Goal of the exercise —
Look for the word "Find" in the entries and copy each line where it appears.

Recorded data Block Start

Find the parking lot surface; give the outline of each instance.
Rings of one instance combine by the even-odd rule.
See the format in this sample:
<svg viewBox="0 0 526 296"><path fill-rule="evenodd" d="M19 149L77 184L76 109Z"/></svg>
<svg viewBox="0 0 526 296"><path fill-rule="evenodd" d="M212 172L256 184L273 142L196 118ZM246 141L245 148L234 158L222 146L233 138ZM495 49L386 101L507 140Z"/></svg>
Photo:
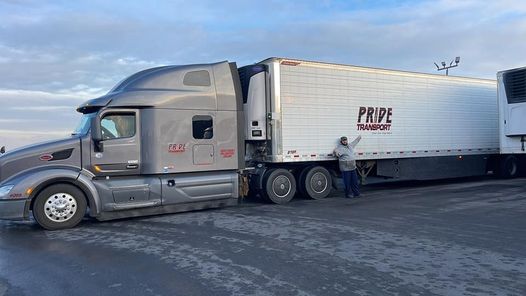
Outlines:
<svg viewBox="0 0 526 296"><path fill-rule="evenodd" d="M525 295L526 179L44 231L0 221L4 295Z"/></svg>

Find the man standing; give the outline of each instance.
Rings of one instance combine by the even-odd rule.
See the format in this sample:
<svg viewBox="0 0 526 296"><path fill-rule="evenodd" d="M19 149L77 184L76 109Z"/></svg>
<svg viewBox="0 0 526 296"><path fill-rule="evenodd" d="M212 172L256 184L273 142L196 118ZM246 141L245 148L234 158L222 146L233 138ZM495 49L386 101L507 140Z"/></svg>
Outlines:
<svg viewBox="0 0 526 296"><path fill-rule="evenodd" d="M348 143L347 137L341 137L340 144L334 149L334 155L338 157L340 164L343 184L345 185L345 197L347 198L351 198L351 191L354 197L360 197L358 174L356 173L356 159L354 158L353 149L361 139L362 136L358 136L354 141Z"/></svg>

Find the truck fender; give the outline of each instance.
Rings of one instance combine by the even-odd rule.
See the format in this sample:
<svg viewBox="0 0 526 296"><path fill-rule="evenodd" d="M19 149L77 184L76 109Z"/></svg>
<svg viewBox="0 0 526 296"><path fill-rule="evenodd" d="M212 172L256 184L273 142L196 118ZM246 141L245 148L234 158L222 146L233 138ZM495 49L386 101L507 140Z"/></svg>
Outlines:
<svg viewBox="0 0 526 296"><path fill-rule="evenodd" d="M250 175L250 187L256 191L261 191L263 189L263 176L267 172L267 167L258 167Z"/></svg>
<svg viewBox="0 0 526 296"><path fill-rule="evenodd" d="M100 202L99 192L97 188L91 181L94 175L86 170L82 170L77 178L77 186L79 186L86 197L88 198L89 203L89 214L91 217L96 217L102 211L102 206Z"/></svg>
<svg viewBox="0 0 526 296"><path fill-rule="evenodd" d="M68 167L47 167L45 169L38 168L35 170L28 170L19 174L15 178L9 180L9 183L14 185L13 189L11 189L12 192L22 194L23 196L27 196L28 203L26 204L26 208L24 210L25 218L29 217L29 210L31 210L34 198L40 193L40 191L42 191L49 185L56 183L69 183L71 185L80 187L80 189L86 194L86 197L88 199L90 213L91 211L93 211L94 213L91 214L96 214L96 197L93 196L93 193L90 190L91 188L90 186L87 186L88 182L85 182L85 179L78 181L80 175L81 174L79 173L78 169L70 169ZM94 188L93 185L91 185L91 187Z"/></svg>

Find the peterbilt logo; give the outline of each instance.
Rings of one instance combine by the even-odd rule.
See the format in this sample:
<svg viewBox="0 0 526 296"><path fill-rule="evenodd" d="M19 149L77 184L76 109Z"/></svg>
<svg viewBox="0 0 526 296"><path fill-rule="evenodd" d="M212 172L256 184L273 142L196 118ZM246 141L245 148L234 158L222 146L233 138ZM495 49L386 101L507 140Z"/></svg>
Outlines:
<svg viewBox="0 0 526 296"><path fill-rule="evenodd" d="M40 159L42 161L50 161L50 160L53 159L53 155L51 155L51 154L42 154L42 155L40 155L40 157L38 159Z"/></svg>
<svg viewBox="0 0 526 296"><path fill-rule="evenodd" d="M359 131L390 131L392 117L393 108L360 107L356 127Z"/></svg>

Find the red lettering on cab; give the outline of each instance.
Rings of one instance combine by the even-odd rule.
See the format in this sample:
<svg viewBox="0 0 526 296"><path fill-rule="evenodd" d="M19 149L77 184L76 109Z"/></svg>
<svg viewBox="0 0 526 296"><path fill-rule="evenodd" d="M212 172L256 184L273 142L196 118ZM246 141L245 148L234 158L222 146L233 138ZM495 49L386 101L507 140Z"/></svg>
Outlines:
<svg viewBox="0 0 526 296"><path fill-rule="evenodd" d="M168 152L180 153L186 151L186 144L168 144Z"/></svg>
<svg viewBox="0 0 526 296"><path fill-rule="evenodd" d="M223 158L231 158L234 156L235 152L235 149L221 149L220 154Z"/></svg>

Recorded data Block End

Output for this task —
Find the parking lot surface; give the outline of each instance.
Find the man standing; give the outline of each instance.
Find the truck fender; give the outline of each instance.
Find the peterbilt logo; give the outline of each instance.
Find the red lettering on cab; give the outline of each instance.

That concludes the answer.